[A block of data]
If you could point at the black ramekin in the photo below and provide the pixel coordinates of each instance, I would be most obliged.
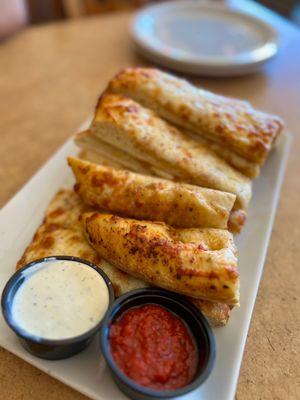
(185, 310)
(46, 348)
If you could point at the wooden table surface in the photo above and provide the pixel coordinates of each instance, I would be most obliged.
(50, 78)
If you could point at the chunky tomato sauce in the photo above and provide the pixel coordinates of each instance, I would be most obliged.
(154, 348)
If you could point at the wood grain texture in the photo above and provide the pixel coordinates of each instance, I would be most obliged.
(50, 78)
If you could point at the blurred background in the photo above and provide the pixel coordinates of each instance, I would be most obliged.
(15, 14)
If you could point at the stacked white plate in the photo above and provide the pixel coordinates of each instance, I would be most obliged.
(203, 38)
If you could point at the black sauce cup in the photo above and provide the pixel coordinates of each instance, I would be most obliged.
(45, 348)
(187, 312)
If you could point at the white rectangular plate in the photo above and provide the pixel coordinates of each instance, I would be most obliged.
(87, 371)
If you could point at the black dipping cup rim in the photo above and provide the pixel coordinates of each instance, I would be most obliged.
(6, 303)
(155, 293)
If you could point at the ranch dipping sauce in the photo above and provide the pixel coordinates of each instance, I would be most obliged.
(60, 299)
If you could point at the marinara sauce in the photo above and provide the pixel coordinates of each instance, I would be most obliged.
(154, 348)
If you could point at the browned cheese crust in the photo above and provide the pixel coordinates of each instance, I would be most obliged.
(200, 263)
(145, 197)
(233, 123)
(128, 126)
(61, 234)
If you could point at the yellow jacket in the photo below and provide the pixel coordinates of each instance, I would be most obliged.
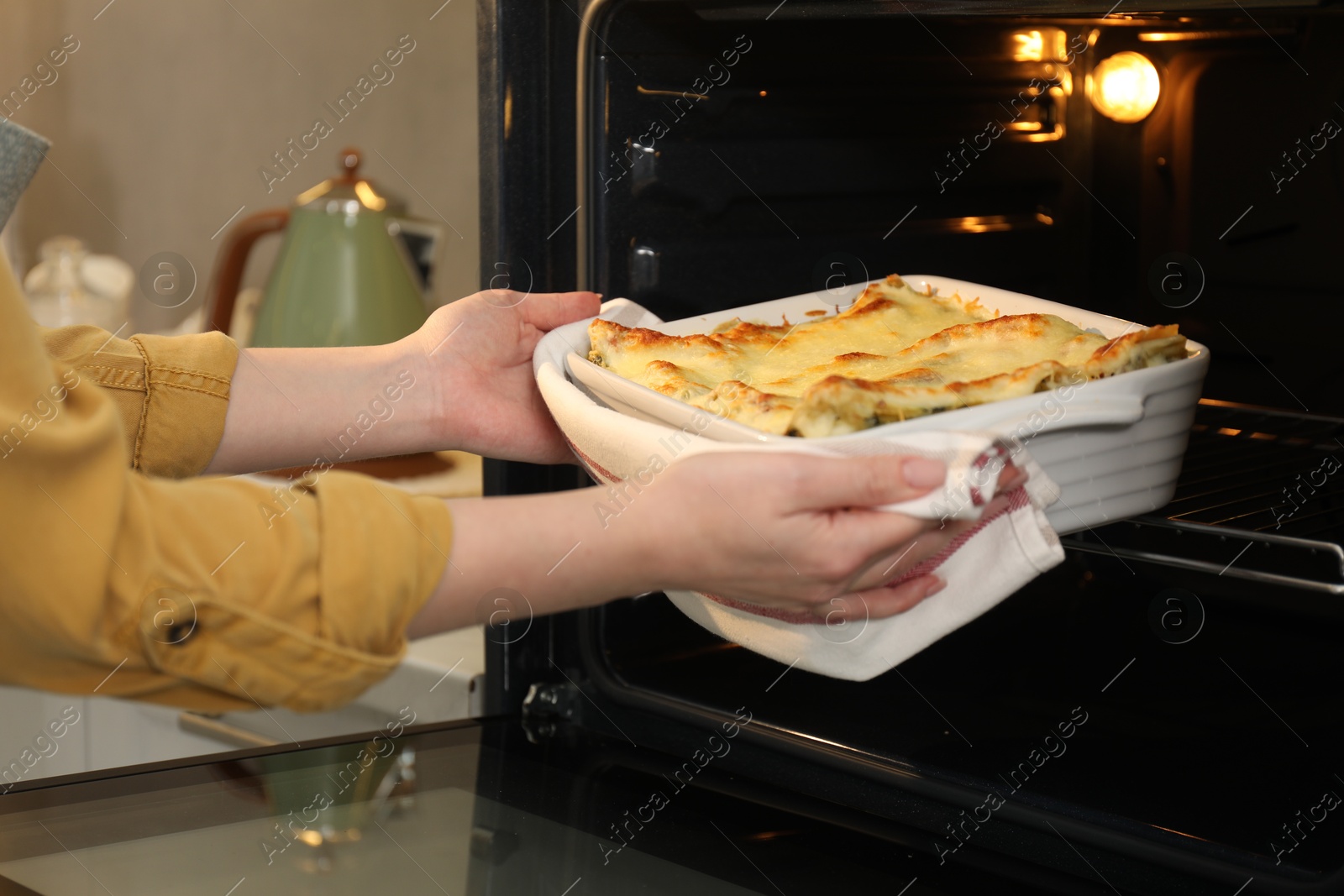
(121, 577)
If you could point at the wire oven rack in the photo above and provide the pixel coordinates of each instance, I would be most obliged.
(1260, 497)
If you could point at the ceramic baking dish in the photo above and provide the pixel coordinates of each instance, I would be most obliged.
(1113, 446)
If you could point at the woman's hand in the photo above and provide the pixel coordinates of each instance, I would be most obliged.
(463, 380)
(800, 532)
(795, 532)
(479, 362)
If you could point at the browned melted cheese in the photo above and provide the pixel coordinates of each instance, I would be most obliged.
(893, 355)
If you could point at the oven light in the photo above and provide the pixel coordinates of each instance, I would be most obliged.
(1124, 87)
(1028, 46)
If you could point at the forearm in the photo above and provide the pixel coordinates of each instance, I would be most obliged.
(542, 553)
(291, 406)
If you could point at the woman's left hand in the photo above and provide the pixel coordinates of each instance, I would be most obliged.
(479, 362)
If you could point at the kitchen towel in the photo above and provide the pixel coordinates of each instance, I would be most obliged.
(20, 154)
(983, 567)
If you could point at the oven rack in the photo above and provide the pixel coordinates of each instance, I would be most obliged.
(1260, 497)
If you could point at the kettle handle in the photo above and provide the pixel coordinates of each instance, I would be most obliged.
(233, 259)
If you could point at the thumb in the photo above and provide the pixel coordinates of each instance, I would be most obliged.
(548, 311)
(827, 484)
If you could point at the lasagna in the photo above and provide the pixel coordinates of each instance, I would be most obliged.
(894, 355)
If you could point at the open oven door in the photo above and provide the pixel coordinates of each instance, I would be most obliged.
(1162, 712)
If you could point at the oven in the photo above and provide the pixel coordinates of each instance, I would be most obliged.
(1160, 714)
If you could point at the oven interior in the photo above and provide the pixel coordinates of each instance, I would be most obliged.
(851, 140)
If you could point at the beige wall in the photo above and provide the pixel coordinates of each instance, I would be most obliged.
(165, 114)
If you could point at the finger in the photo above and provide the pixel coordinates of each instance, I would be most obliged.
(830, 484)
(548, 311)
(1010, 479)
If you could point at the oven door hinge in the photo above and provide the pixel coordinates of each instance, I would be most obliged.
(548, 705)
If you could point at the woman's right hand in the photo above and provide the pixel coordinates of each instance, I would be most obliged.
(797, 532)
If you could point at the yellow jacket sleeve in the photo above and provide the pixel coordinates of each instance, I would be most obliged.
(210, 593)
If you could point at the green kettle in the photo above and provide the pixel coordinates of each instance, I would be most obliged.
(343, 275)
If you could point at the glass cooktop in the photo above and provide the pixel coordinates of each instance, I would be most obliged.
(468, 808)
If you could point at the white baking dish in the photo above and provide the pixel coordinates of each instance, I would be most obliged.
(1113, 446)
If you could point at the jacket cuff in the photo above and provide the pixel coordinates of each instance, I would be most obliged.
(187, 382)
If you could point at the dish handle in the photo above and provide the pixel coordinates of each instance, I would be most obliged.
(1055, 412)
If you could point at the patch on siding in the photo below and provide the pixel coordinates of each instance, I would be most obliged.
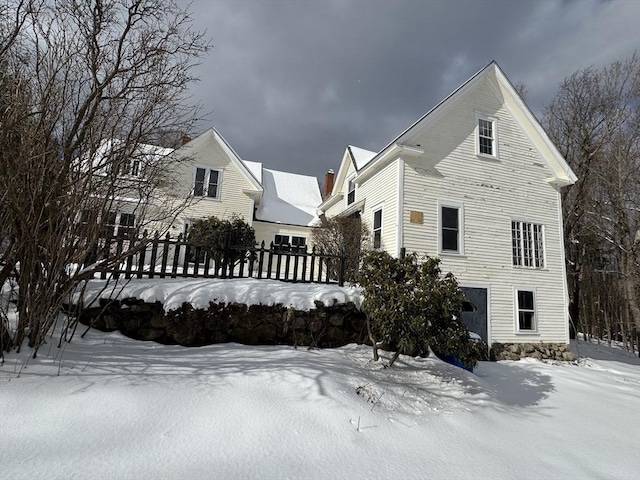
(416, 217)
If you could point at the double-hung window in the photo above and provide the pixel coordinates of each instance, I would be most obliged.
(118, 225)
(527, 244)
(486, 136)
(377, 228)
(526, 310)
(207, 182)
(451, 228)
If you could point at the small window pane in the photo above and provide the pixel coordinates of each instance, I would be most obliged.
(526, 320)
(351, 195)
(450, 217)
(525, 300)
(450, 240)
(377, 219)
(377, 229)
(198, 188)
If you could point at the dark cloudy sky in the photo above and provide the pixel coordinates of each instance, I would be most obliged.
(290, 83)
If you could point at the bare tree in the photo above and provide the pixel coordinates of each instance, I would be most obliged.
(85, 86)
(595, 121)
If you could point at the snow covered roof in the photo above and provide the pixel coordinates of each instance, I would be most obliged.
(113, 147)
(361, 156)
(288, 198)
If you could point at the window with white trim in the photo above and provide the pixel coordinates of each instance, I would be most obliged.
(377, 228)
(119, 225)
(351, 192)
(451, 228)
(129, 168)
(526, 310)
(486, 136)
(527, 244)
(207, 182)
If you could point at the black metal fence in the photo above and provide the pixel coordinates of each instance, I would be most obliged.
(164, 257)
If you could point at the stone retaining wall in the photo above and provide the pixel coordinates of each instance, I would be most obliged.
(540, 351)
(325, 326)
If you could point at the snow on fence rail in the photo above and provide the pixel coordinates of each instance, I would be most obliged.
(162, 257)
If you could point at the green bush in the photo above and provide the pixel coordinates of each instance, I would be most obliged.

> _WORK REQUIRED_: Beginning at the line that holds "If you could point at the black metal", reproduce each line of the records above down to and including the last one.

> _WRITTEN RESPONSE_:
If you could point at the black metal fence in the photo above and provide the pixel coordinates of each instance, I would be most obliged.
(164, 257)
If you could point at the stone retaining wall in the photo above and provide the pixel coordinates of each instance, I would be most obliged.
(540, 351)
(325, 326)
If you could point at the snow on fence rail in the photo above and provide the pixel coordinates of each instance, I would be most obliged.
(162, 257)
If you could point at the green bush in the photo above and provide the pixel coordinates of each instance, I would be most obliged.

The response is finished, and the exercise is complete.